About this task
Search the data for the word "detect" and copy out every line that has it.

Provided records
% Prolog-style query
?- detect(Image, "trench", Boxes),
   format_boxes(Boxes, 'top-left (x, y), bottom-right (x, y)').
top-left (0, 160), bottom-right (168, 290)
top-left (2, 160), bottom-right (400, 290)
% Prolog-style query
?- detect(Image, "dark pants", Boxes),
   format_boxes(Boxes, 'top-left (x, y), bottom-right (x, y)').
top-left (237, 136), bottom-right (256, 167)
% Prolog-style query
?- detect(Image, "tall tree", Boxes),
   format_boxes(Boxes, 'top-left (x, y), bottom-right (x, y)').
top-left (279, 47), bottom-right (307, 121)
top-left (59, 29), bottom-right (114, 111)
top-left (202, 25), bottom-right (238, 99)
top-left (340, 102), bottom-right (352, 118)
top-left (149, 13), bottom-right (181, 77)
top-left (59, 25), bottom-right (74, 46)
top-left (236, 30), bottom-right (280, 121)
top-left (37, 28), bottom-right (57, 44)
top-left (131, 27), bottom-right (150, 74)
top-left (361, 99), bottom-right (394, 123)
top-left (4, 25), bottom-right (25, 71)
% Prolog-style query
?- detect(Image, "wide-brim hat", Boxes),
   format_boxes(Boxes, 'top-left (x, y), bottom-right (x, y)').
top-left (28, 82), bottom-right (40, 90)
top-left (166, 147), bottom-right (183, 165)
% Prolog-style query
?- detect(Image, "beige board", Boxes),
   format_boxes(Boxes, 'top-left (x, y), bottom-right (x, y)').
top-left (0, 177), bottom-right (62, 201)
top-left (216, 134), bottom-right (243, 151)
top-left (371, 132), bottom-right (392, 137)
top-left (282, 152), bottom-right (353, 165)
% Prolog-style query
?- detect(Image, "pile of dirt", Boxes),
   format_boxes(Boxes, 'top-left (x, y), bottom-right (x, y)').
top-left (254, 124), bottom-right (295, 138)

Answer space
?- detect(Image, "trench", Boxes),
?- detect(Image, "dark pants", Boxes),
?- detect(Image, "tall tree", Boxes),
?- detect(Image, "wide-brim hat", Boxes),
?- detect(Image, "beige board", Boxes),
?- detect(Image, "pile of dirt", Boxes),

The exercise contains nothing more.